### Task description
Copy the text on Pearl's and Rubin's causal methods from "I think I may" up to and including "methods are different.", and switch "Rubin framework" to "potential outcomes framework" wherever it occurs.

### Given text
★ ★ ★

I think I may be missing something in this example, but if I understand it correctly, it doesn’t fit into the Rubin framework at all: in the Rubin framework, *decisions*, not *outcomes*, have causal effects. I’m not saying that Pearl shouldn’t be working on this problem–there’s clearly a lot of interest out there in methods for estimating causal effects of things that are not decisions/interventions/treatments. What I am doing is illustrating that Pearl’s and Rubin’s methods are different.

**Controlling for intermediate outcomes**

Pearl writes, “Let us focus on the easier example of an intermediate variable (Z) between treatment (X) and outcome (Y). Has anyone seen a proof that adjusting for Z would introduce bias?” There is no proof that an adjustment will always introduce bias (I think Corey’s right that, by “unbiased,” Pearl means “asymptotic consistency,” in statistical jargon). The theorem is that the adjustment *can* introduce bias, and to prove this theorem, we only need a single example, such as is given on page 191 of my book with Jennifer.

In any given example, there can be all sorts of other problems going on, measurement error, missing data, key unmeasured predictors, and so forth. And it’s always possible that “doing something wrong” (for example, controlling for an intermediate outcome) can actually make the estimate better. Just as, to borrow Pearl’s example, we might do better by adding 17.5 to any of our estimates. Except in trivial examples, we can’t prove that this is a bad idea.

Even while living in a world of uncertainty, we make assumptions and, from there, try to do things that are optimal (or nearly so) within our assumptions. (A big part of my work is thinking about how to check and improve these assumptions, but that’s another story.)

I realize I stated Rubin’s view incorrectly. He doesn’t actually say, “do not control for post-randomization variables”. What he does say is: do not try to control for them ignoring the fact that they are post-randomization–that is, do not treat them as fully observed covariates. This is how his instrumental variables stuff works. So there is no contradiction with his view that you should ideally condition on all observed values, even on post-randomization variables (which can be thought of as partially observed, in the potential outcome sense).

★ ★ ★

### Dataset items
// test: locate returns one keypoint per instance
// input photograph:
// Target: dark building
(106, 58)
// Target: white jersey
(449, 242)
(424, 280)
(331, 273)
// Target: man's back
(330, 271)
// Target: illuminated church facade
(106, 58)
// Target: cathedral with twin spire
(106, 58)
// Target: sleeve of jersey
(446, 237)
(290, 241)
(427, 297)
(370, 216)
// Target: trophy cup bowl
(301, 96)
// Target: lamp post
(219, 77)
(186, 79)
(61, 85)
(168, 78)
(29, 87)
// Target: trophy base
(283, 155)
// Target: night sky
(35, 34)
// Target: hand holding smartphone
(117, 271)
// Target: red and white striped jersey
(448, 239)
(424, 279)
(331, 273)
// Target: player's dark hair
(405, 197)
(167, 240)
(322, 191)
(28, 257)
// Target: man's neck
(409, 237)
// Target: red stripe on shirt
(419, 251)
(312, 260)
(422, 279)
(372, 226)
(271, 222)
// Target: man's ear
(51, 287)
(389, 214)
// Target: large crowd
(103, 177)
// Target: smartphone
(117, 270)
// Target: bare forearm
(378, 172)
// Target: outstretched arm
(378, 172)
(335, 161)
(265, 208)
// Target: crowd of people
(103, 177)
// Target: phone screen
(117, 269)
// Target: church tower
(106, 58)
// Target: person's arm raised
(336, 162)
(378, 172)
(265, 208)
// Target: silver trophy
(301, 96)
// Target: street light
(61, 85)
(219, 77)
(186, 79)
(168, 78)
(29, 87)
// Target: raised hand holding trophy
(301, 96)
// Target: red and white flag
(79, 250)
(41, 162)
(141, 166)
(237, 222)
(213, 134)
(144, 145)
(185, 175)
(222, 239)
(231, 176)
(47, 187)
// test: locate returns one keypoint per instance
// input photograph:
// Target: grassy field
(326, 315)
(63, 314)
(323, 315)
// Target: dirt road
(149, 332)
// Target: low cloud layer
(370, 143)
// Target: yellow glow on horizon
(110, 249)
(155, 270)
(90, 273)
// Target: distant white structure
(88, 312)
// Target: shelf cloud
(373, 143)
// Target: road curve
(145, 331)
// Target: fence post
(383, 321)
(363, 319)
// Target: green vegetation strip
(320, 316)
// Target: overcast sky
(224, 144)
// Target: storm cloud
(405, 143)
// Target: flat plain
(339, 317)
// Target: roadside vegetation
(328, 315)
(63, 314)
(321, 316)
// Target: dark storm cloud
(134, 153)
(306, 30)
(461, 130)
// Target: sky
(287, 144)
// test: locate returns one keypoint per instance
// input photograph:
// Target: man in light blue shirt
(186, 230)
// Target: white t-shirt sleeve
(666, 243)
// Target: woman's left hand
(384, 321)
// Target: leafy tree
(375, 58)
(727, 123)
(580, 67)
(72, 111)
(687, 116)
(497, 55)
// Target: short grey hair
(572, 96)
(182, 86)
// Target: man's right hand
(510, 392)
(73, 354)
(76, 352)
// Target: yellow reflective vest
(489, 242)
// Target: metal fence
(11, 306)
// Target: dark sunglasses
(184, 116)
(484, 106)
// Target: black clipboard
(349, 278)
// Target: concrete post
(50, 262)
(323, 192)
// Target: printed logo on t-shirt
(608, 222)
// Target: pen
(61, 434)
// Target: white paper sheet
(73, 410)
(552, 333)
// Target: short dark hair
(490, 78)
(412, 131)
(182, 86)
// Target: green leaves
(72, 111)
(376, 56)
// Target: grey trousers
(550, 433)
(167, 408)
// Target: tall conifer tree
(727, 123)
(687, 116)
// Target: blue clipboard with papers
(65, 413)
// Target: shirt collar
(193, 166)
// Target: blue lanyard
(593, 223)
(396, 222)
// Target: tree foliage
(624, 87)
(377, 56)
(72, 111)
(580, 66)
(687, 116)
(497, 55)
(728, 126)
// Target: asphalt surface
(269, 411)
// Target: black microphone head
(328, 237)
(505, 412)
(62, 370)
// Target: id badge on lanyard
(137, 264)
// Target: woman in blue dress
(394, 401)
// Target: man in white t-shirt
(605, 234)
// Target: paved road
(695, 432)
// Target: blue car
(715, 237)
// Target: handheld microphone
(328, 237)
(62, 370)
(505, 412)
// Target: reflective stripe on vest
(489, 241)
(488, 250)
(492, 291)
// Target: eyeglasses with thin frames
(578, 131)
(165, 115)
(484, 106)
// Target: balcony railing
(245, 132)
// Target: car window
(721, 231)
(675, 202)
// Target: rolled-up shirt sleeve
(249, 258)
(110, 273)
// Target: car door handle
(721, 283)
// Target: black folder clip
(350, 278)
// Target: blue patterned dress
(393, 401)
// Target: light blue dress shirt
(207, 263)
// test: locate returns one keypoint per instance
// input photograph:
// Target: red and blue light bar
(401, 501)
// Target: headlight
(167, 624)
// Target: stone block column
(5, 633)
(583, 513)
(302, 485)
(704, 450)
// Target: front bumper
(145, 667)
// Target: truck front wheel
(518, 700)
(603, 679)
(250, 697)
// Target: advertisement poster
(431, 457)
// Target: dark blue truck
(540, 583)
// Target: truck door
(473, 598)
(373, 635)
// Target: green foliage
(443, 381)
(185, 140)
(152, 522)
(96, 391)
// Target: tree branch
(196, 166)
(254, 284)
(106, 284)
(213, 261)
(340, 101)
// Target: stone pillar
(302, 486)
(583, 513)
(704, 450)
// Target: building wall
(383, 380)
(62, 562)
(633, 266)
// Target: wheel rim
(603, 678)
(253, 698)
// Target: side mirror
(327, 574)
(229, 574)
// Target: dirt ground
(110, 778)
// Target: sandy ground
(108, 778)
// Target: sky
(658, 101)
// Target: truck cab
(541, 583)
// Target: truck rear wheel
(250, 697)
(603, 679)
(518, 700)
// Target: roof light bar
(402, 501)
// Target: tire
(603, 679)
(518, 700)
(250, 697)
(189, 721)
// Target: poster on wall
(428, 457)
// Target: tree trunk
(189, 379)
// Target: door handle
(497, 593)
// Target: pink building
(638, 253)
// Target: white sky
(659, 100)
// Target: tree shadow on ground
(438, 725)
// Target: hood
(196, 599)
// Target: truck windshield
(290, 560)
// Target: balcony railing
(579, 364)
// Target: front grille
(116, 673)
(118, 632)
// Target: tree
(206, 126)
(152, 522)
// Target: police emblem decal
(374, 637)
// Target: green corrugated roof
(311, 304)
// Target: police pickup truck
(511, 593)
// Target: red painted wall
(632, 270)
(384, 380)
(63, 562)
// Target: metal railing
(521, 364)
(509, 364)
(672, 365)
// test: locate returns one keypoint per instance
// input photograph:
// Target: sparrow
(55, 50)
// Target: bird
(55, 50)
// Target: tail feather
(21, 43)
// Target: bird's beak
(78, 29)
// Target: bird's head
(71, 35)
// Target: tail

★ ★ ★

### Answer to the problem
I think I may be missing something in this example, but if I understand it correctly, it doesn’t fit into the potential outcomes framework at all: in the potential outcomes framework, *decisions*, not *outcomes*, have causal effects. I’m not saying that Pearl shouldn’t be working on this problem–there’s clearly a lot of interest out there in methods for estimating causal effects of things that are not decisions/interventions/treatments. What I am doing is illustrating that Pearl’s and Rubin’s methods are different.